(Beginning of Material provided)

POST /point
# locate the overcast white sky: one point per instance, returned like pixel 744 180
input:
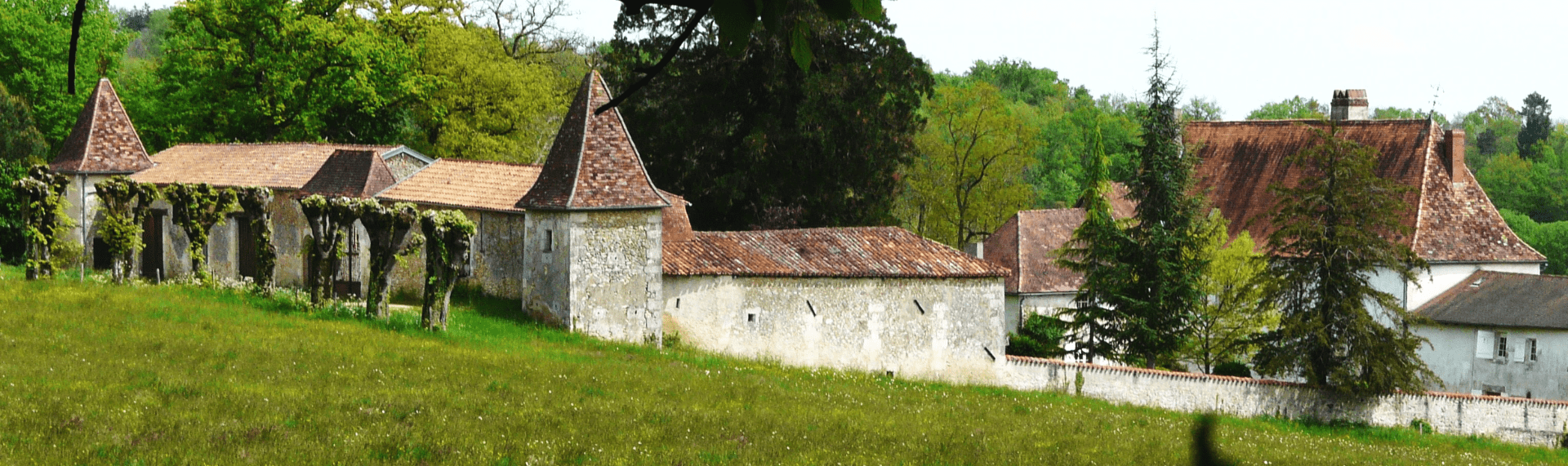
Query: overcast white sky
pixel 1239 54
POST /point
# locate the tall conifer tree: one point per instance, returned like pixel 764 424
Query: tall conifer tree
pixel 1332 236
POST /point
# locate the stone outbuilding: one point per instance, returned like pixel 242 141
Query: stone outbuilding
pixel 591 250
pixel 1499 333
pixel 487 193
pixel 864 299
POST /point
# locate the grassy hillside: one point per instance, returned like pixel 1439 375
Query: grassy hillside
pixel 98 374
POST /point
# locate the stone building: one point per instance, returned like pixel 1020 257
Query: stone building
pixel 1027 245
pixel 487 192
pixel 292 171
pixel 1499 333
pixel 591 242
pixel 104 143
pixel 866 299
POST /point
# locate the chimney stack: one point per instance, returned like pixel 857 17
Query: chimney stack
pixel 1349 104
pixel 1454 153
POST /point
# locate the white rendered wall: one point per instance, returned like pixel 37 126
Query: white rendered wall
pixel 869 324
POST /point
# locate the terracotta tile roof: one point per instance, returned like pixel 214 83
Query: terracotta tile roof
pixel 274 165
pixel 1450 222
pixel 466 184
pixel 104 139
pixel 676 223
pixel 593 162
pixel 1498 299
pixel 880 251
pixel 352 175
pixel 1027 245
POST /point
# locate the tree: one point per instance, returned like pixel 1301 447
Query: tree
pixel 1332 236
pixel 1200 109
pixel 196 209
pixel 1099 250
pixel 267 71
pixel 391 231
pixel 253 202
pixel 1164 291
pixel 35 42
pixel 1290 109
pixel 1227 324
pixel 966 178
pixel 124 204
pixel 1537 124
pixel 448 234
pixel 755 141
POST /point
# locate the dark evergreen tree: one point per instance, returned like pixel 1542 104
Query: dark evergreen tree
pixel 1332 236
pixel 756 141
pixel 1537 124
pixel 1099 250
pixel 1164 292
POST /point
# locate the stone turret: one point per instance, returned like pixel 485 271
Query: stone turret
pixel 593 246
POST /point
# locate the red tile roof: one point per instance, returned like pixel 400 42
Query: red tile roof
pixel 352 175
pixel 466 184
pixel 1452 219
pixel 593 162
pixel 1027 245
pixel 274 165
pixel 104 140
pixel 1498 299
pixel 882 251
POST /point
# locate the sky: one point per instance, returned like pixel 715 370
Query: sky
pixel 1237 54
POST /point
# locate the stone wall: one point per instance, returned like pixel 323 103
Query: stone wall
pixel 1539 423
pixel 596 272
pixel 925 328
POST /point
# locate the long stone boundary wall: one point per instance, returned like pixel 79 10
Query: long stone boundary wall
pixel 1525 421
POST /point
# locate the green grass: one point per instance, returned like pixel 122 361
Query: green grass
pixel 96 374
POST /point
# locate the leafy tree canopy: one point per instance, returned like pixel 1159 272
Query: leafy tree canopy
pixel 1290 109
pixel 35 37
pixel 753 140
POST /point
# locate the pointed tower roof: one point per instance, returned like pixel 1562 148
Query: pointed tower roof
pixel 350 173
pixel 593 163
pixel 104 140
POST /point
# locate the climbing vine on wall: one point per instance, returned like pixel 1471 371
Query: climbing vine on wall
pixel 196 209
pixel 42 190
pixel 448 234
pixel 253 202
pixel 391 236
pixel 124 204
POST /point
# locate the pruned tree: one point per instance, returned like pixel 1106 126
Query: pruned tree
pixel 1098 250
pixel 448 234
pixel 391 229
pixel 1332 236
pixel 126 204
pixel 196 209
pixel 42 190
pixel 253 202
pixel 1164 292
pixel 332 222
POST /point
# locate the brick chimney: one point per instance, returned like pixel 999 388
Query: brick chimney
pixel 1454 153
pixel 1349 104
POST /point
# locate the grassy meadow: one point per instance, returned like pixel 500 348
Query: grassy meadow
pixel 99 374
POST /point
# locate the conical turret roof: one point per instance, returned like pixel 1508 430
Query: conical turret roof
pixel 104 140
pixel 593 163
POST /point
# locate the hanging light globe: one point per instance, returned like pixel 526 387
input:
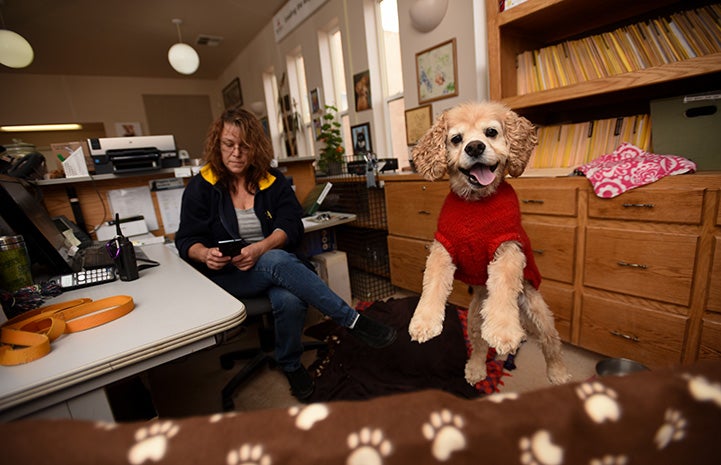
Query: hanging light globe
pixel 15 51
pixel 183 58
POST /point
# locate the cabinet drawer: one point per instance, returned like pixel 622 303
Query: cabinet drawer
pixel 647 264
pixel 408 261
pixel 648 204
pixel 554 248
pixel 618 329
pixel 714 283
pixel 710 340
pixel 413 207
pixel 547 200
pixel 560 300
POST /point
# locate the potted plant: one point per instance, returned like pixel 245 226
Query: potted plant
pixel 331 155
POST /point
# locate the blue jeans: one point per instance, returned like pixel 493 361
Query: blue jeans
pixel 291 286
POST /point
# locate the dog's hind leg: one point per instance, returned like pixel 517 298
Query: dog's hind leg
pixel 501 320
pixel 476 364
pixel 539 321
pixel 427 321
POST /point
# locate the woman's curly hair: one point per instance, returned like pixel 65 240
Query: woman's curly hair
pixel 252 135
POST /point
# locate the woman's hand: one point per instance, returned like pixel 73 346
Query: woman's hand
pixel 248 256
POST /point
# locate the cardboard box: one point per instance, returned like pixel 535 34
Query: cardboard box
pixel 690 127
pixel 65 149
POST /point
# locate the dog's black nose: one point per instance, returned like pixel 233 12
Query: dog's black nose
pixel 475 148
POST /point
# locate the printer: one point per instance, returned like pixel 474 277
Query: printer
pixel 114 155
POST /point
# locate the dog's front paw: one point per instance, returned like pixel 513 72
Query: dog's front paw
pixel 475 370
pixel 423 329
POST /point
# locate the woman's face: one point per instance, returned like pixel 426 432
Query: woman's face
pixel 233 150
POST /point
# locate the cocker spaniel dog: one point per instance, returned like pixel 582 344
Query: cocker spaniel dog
pixel 480 240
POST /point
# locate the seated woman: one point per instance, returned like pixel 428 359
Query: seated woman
pixel 238 195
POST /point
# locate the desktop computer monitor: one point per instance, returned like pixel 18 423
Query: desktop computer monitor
pixel 24 213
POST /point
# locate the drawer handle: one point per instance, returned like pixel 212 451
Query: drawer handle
pixel 633 265
pixel 638 205
pixel 625 336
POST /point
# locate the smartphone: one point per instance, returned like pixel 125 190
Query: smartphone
pixel 231 247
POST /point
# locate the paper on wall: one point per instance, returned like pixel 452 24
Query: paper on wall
pixel 134 201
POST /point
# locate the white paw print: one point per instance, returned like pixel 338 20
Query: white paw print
pixel 152 442
pixel 248 454
pixel 539 450
pixel 610 460
pixel 673 429
pixel 444 429
pixel 368 447
pixel 704 390
pixel 599 402
pixel 307 416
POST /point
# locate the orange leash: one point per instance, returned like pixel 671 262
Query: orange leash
pixel 27 337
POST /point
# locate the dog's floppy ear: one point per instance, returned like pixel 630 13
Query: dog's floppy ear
pixel 429 155
pixel 521 139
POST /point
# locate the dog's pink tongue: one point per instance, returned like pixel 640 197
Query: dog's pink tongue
pixel 483 175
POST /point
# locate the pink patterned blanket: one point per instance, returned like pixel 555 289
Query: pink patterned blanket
pixel 629 167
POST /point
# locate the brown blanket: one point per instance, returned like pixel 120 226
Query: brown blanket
pixel 655 417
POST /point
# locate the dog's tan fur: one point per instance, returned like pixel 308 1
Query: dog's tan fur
pixel 501 310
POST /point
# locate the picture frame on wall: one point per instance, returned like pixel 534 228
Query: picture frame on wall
pixel 361 135
pixel 315 101
pixel 362 89
pixel 232 94
pixel 437 72
pixel 418 121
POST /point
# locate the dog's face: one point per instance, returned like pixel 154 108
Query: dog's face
pixel 477 144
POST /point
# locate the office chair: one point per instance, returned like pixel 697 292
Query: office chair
pixel 257 309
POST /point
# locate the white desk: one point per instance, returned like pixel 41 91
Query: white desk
pixel 177 312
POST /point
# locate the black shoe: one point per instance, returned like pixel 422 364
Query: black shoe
pixel 372 332
pixel 301 384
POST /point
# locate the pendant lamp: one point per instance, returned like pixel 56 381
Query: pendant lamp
pixel 182 57
pixel 15 51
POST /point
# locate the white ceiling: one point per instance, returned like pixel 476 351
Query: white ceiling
pixel 132 37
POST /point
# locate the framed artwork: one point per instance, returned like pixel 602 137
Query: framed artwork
pixel 437 71
pixel 361 134
pixel 317 125
pixel 418 121
pixel 315 101
pixel 232 95
pixel 362 88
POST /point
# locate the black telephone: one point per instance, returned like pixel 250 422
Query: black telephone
pixel 30 166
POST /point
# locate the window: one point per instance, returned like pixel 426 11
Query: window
pixel 392 73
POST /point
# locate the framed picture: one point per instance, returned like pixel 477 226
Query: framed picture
pixel 361 134
pixel 317 125
pixel 418 121
pixel 362 88
pixel 315 101
pixel 232 95
pixel 437 72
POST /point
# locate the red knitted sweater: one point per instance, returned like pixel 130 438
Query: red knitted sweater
pixel 472 231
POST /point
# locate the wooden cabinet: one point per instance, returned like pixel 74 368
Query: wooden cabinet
pixel 636 276
pixel 535 24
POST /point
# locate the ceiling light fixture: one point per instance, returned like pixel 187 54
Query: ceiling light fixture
pixel 15 51
pixel 182 57
pixel 42 127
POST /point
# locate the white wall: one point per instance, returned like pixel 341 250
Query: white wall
pixel 59 98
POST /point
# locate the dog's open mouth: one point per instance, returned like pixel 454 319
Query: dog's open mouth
pixel 480 174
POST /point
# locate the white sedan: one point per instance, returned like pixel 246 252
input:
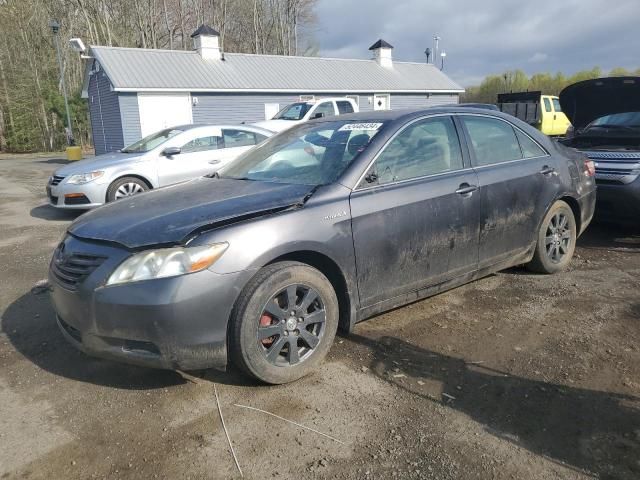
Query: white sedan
pixel 166 157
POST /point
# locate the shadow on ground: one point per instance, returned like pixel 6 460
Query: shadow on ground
pixel 610 236
pixel 47 212
pixel 594 431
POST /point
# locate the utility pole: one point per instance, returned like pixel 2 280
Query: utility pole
pixel 55 28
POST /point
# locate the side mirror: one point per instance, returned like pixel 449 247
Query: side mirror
pixel 171 151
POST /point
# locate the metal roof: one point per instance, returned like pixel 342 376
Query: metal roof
pixel 137 69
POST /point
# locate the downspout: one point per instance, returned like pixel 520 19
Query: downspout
pixel 104 137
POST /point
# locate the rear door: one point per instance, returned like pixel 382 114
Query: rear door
pixel 415 214
pixel 546 118
pixel 517 180
pixel 560 120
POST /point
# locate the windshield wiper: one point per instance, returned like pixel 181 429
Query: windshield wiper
pixel 620 127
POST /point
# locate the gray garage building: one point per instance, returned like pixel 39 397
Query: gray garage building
pixel 133 92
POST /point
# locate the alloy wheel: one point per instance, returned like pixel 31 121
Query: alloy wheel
pixel 128 189
pixel 558 237
pixel 291 325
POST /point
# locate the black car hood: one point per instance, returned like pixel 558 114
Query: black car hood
pixel 170 215
pixel 583 102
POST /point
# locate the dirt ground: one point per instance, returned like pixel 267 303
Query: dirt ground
pixel 513 376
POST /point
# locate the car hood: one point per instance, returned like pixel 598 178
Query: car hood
pixel 584 102
pixel 171 215
pixel 97 163
pixel 277 125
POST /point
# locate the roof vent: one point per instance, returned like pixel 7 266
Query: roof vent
pixel 382 53
pixel 206 41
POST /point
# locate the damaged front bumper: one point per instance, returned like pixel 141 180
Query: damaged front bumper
pixel 172 323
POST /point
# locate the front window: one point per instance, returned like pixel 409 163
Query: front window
pixel 310 154
pixel 152 141
pixel 295 111
pixel 201 144
pixel 238 138
pixel 427 147
pixel 628 119
pixel 324 109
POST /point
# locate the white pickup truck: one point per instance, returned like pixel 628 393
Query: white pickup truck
pixel 299 112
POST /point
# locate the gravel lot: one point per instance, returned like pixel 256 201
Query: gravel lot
pixel 514 376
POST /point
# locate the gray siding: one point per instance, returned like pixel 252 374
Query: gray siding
pixel 234 107
pixel 130 118
pixel 248 108
pixel 400 101
pixel 104 108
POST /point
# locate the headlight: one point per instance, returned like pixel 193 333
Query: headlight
pixel 166 262
pixel 81 178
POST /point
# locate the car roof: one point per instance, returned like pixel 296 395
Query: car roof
pixel 243 126
pixel 393 115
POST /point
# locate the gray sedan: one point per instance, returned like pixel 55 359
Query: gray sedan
pixel 260 263
pixel 166 157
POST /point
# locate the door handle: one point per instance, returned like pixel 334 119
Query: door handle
pixel 466 189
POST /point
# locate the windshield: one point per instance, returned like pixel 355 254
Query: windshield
pixel 152 141
pixel 295 111
pixel 310 154
pixel 628 119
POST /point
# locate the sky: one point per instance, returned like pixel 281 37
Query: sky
pixel 488 36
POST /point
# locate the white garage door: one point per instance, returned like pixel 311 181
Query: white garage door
pixel 159 111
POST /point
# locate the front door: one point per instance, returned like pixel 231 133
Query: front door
pixel 415 214
pixel 517 182
pixel 560 120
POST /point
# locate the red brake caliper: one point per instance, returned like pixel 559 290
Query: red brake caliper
pixel 265 321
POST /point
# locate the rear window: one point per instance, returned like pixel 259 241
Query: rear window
pixel 492 140
pixel 530 149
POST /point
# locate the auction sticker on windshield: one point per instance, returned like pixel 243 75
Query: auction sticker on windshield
pixel 359 126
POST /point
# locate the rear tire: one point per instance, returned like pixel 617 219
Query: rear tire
pixel 284 323
pixel 125 187
pixel 556 240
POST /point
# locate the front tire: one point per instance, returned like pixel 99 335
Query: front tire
pixel 125 187
pixel 284 323
pixel 556 240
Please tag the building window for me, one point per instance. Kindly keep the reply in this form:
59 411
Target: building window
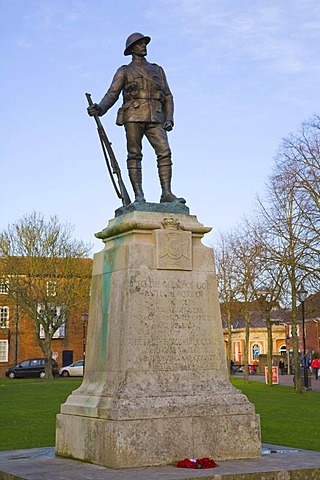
61 331
283 349
51 289
4 350
290 331
4 287
255 351
4 317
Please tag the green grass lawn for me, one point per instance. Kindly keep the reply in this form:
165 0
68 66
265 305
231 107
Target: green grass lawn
29 407
28 410
287 418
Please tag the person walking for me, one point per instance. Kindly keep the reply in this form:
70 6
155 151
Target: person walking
147 110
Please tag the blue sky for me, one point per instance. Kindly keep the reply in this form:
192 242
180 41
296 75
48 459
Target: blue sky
244 74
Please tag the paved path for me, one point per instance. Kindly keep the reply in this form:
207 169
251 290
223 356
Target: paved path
283 380
276 463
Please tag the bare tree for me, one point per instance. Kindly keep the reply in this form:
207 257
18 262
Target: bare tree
285 241
48 274
299 159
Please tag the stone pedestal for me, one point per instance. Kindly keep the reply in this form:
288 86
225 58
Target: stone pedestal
156 388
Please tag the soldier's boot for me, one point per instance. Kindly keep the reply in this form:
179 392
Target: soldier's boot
135 175
165 175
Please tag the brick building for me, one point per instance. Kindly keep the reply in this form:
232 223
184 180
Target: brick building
18 336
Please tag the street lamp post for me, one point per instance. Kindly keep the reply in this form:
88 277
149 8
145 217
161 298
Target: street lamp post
302 295
84 316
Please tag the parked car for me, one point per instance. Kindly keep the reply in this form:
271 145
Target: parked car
33 367
73 370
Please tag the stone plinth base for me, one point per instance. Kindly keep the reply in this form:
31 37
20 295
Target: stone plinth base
156 441
156 388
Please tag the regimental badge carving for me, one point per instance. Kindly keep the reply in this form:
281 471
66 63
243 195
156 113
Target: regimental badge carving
174 246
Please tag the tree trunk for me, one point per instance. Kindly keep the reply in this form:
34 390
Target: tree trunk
269 351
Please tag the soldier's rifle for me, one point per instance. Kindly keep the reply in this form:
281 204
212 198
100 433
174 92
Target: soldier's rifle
111 161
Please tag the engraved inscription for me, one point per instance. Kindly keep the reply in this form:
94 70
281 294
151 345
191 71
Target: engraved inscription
175 324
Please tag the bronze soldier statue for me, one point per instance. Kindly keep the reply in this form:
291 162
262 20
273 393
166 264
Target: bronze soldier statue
147 109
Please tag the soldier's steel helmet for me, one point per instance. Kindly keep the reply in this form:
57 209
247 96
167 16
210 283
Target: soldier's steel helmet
132 39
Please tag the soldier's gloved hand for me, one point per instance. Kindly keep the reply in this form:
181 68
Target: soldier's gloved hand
168 125
94 110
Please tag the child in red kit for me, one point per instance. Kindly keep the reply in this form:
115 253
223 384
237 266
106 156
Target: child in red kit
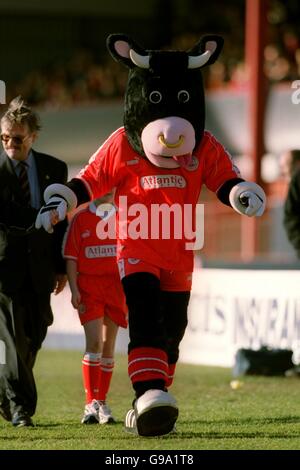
98 296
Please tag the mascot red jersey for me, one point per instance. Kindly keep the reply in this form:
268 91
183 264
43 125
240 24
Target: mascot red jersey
157 162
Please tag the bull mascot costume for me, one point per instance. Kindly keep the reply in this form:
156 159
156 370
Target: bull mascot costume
157 162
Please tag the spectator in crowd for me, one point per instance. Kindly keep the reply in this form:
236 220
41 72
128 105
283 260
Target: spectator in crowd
290 167
98 296
31 265
289 162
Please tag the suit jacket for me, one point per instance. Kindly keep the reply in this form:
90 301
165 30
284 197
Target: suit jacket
36 256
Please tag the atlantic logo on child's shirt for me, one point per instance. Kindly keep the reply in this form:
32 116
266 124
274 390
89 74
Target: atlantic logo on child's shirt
100 251
163 181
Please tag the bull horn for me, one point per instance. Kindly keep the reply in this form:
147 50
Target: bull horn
198 60
141 61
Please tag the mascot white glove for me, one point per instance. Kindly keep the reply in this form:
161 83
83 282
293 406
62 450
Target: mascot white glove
248 198
59 200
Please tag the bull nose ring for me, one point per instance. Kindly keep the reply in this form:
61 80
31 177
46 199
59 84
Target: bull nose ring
164 143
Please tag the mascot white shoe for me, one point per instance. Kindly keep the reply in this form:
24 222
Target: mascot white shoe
154 414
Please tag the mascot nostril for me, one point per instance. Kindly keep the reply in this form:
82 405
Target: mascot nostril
158 162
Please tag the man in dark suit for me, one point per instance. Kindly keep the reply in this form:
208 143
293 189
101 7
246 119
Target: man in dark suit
31 264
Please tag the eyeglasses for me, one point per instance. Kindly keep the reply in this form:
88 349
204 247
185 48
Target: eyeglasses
17 139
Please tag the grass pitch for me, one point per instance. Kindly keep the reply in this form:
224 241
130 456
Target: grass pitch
263 414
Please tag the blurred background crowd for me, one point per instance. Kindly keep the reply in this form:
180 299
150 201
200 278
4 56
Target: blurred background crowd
72 66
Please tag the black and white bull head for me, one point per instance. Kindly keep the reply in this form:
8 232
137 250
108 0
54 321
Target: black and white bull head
164 103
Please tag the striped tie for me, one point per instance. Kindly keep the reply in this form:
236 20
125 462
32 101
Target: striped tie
24 183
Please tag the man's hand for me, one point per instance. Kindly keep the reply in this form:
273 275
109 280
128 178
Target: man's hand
248 198
59 200
60 282
51 213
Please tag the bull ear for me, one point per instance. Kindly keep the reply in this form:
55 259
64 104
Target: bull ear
210 46
120 45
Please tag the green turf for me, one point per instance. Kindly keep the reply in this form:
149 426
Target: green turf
263 414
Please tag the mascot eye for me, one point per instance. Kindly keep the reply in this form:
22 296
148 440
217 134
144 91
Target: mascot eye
155 97
183 96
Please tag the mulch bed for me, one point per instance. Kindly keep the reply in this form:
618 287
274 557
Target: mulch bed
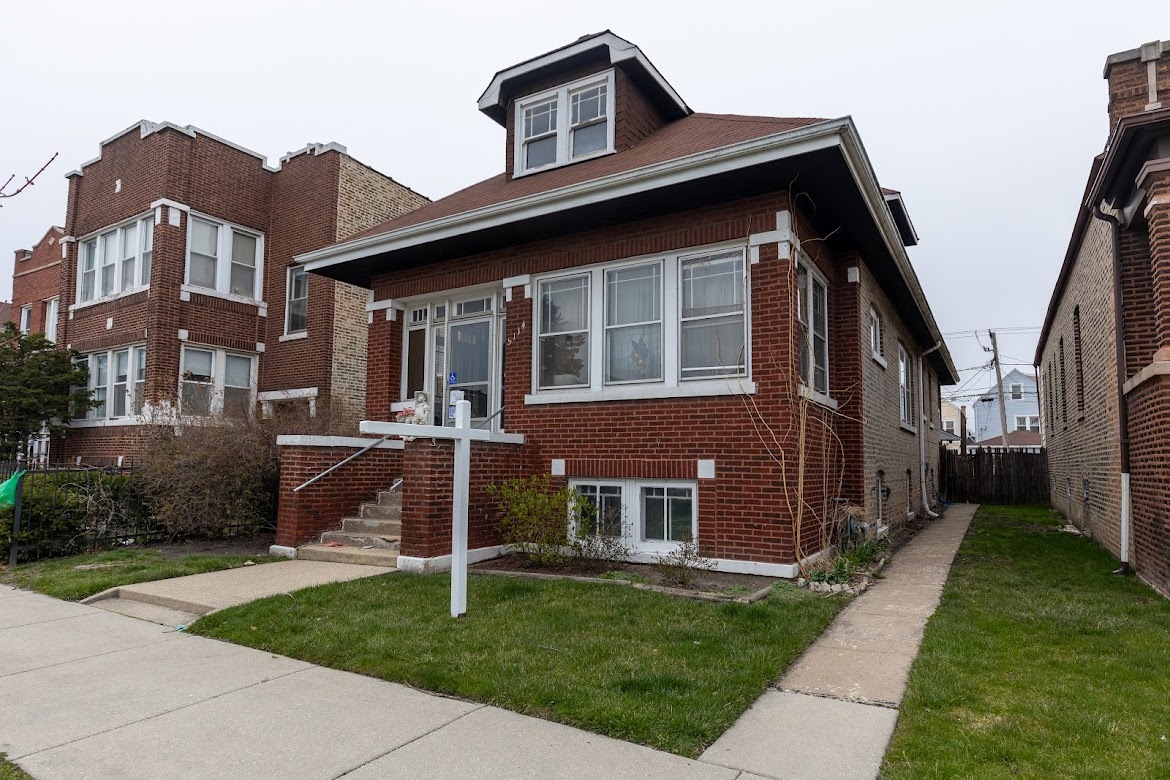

(End of Material provided)

**What the task requires:** Pull every line with the string "mulch" out of the material.

**Reply:**
Please tag the mulch bed for me, one point per instance. Kindly keep the reply in this form:
Target: mulch bed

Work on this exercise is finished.